(Entries for labeling bounding boxes)
------------

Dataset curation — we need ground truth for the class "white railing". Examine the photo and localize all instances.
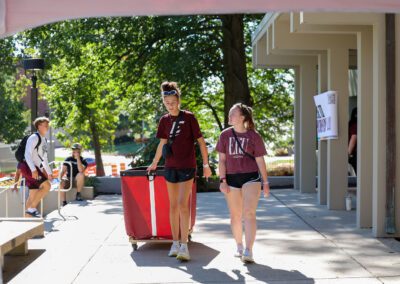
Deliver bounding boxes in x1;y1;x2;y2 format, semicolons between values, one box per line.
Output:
0;161;73;220
0;177;25;218
40;161;73;221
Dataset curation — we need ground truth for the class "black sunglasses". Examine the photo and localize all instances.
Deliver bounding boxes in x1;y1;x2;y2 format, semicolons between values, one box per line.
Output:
161;90;178;96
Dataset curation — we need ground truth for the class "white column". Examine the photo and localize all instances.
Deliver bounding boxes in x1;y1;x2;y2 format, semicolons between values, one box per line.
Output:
395;14;400;237
318;53;328;205
293;67;300;190
357;29;373;228
327;48;349;210
300;60;317;193
372;14;386;237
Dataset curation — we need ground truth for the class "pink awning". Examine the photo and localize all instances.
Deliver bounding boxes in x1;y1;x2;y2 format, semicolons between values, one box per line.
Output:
0;0;400;37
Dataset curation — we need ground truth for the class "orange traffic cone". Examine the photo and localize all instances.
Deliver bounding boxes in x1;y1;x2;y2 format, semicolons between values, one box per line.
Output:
111;164;118;177
119;163;125;172
53;168;60;177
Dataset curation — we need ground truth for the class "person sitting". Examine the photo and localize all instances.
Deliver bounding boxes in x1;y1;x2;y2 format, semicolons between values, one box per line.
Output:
60;143;87;206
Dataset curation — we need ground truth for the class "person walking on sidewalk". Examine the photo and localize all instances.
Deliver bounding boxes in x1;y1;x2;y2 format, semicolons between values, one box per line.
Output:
216;103;269;263
147;82;211;261
60;143;87;206
19;117;52;217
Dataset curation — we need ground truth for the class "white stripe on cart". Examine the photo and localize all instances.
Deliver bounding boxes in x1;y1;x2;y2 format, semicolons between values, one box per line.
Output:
149;176;157;237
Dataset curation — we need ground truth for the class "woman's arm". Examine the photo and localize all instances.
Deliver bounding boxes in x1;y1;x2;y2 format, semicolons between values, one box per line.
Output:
147;138;168;172
12;169;21;191
256;156;269;197
197;137;211;179
218;152;230;193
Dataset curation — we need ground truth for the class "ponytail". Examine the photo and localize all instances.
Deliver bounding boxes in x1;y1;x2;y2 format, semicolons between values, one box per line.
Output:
233;103;255;130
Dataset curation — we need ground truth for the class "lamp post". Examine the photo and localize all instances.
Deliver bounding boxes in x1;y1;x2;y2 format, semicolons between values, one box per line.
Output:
23;58;44;132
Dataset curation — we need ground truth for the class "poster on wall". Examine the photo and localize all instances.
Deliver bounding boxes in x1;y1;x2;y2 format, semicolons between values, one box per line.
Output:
314;91;338;139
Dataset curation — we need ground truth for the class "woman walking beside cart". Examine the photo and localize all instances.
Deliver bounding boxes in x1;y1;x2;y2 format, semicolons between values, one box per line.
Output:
147;82;211;261
216;104;269;262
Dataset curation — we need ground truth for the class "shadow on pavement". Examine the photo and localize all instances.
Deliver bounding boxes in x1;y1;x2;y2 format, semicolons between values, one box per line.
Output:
131;242;314;284
3;249;45;283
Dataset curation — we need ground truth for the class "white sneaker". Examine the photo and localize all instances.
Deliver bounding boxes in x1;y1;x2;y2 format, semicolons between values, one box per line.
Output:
168;243;179;257
176;244;190;261
234;246;243;257
242;249;254;263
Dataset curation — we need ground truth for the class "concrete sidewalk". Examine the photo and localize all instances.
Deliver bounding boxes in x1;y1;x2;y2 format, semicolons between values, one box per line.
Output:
4;190;400;284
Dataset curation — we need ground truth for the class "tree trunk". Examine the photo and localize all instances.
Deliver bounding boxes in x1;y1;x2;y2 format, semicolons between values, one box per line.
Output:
221;14;252;127
89;118;105;177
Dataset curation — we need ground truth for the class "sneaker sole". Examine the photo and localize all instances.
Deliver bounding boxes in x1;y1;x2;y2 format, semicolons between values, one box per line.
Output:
176;254;190;261
242;257;254;263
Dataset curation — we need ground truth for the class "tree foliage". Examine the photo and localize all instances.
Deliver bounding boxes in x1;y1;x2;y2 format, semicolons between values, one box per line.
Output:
20;15;293;162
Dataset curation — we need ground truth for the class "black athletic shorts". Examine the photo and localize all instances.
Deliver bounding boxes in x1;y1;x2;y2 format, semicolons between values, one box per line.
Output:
226;172;261;188
164;168;196;183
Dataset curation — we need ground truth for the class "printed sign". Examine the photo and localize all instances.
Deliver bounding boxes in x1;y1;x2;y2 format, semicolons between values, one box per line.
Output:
314;91;338;139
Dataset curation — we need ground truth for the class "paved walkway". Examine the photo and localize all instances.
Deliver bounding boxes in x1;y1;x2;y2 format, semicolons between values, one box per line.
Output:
4;190;400;284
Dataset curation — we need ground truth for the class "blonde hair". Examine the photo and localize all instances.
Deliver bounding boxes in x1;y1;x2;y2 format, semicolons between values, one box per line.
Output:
33;116;50;130
161;81;181;100
233;103;256;130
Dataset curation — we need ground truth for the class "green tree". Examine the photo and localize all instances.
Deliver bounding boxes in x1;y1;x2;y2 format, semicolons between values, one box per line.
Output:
21;15;293;158
42;44;119;176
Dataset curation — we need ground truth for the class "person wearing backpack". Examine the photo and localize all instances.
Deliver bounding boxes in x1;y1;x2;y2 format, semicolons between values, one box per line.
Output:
147;82;211;261
15;117;52;217
216;103;269;263
60;143;87;206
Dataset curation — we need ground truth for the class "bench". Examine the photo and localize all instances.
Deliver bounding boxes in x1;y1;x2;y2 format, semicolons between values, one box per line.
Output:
0;218;44;283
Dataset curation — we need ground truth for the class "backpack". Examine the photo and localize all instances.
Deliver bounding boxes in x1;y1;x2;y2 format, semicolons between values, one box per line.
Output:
15;132;42;162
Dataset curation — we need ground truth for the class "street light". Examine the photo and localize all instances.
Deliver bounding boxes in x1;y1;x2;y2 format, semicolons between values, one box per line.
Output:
22;58;44;132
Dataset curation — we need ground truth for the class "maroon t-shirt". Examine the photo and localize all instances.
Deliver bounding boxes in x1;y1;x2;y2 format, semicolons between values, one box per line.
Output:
216;127;267;174
157;110;203;169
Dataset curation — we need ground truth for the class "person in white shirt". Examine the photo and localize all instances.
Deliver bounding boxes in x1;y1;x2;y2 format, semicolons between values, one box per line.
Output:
19;117;52;217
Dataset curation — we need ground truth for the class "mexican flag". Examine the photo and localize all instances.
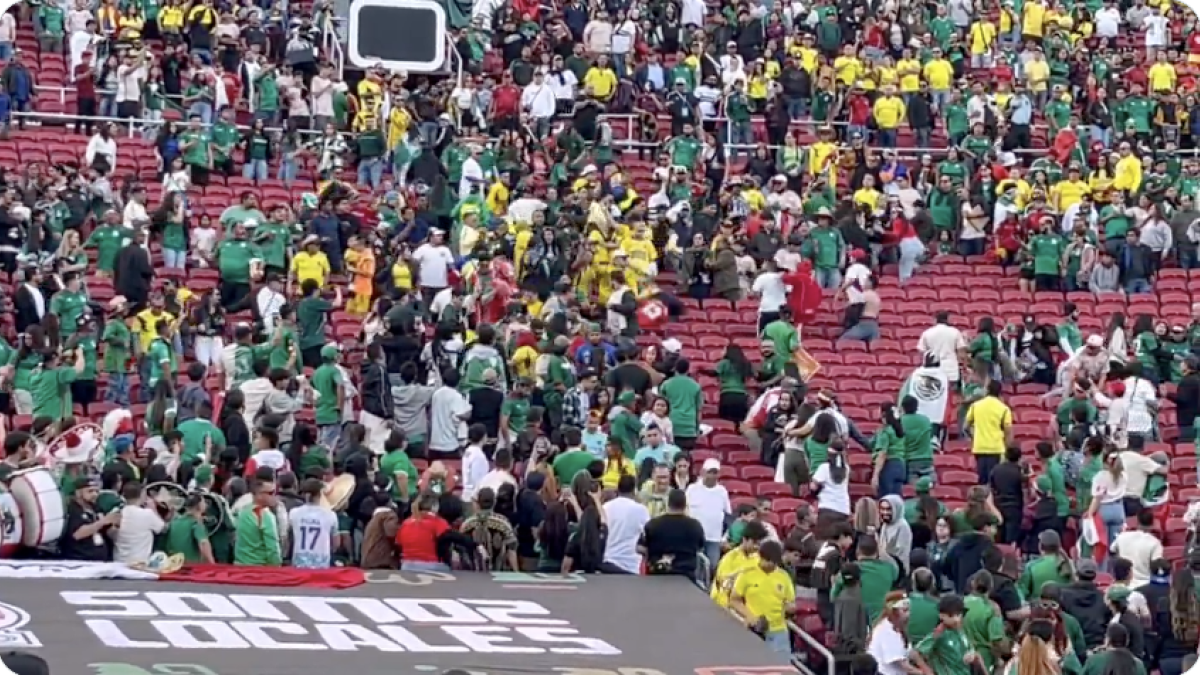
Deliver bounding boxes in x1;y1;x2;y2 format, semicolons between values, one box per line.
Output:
896;366;950;424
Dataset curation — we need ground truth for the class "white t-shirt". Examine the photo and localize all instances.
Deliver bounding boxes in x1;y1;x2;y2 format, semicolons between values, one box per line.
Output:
688;480;733;542
812;462;850;515
751;271;787;313
288;504;337;569
866;621;908;675
430;387;470;449
917;323;967;382
1109;530;1163;586
604;497;650;574
413;244;454;288
463;441;491;502
113;506;167;565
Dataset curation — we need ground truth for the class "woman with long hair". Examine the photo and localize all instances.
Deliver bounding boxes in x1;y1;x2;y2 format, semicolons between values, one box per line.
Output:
714;344;754;431
1004;619;1062;675
793;441;850;539
1087;448;1128;550
1151;568;1200;675
866;591;912;673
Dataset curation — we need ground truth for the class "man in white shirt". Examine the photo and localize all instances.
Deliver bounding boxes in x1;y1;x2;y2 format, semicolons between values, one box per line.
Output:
456;424;488;502
688;458;733;569
750;261;787;333
1109;509;1163;586
917;311;967;382
428;369;470;454
600;476;650;574
288;478;337;569
521;71;558;138
113;483;167;565
476;448;517;494
413;229;454;306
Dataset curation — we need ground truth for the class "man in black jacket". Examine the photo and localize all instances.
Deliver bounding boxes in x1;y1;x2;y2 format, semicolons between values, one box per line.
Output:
1166;355;1200;443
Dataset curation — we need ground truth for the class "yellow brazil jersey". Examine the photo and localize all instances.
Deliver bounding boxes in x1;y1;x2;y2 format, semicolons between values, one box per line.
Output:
583;67;617;98
292;251;330;287
896;59;920;94
923;59;954;91
971;22;996;54
709;546;758;607
1021;1;1046;37
1025;61;1050;91
1050;180;1092;214
854;187;883;211
512;345;538;382
966;396;1013;455
391;261;413;291
872;96;905;130
875;66;900;86
1146;64;1176;92
833;56;863;86
733;565;796;633
136;310;175;353
158;7;184;30
388;106;413;148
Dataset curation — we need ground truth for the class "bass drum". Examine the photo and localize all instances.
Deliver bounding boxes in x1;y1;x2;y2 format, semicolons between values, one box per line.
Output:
8;467;66;548
0;485;25;558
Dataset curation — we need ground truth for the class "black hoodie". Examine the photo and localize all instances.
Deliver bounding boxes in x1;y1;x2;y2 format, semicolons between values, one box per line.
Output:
1062;580;1112;650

------------

**Exercise directions**. Pick out every line of the records that contains the string "shirt", matching case exactly, and copy each one.

**Solution to this problem**.
Dataset curation — we need ground truth for the class "maroon t-shirt". Examine the photo and localize all instances.
Dataset curation — we need ground truth for the class "person in white shirt". Examine the photo and localize all instances.
Dataset curation — we need ground truth for the class "white t-shirt". Examine the photo and localize all instances.
Dataset curation — we need ground truth for the class "man in white shirt". Examine the photo and localize all instances.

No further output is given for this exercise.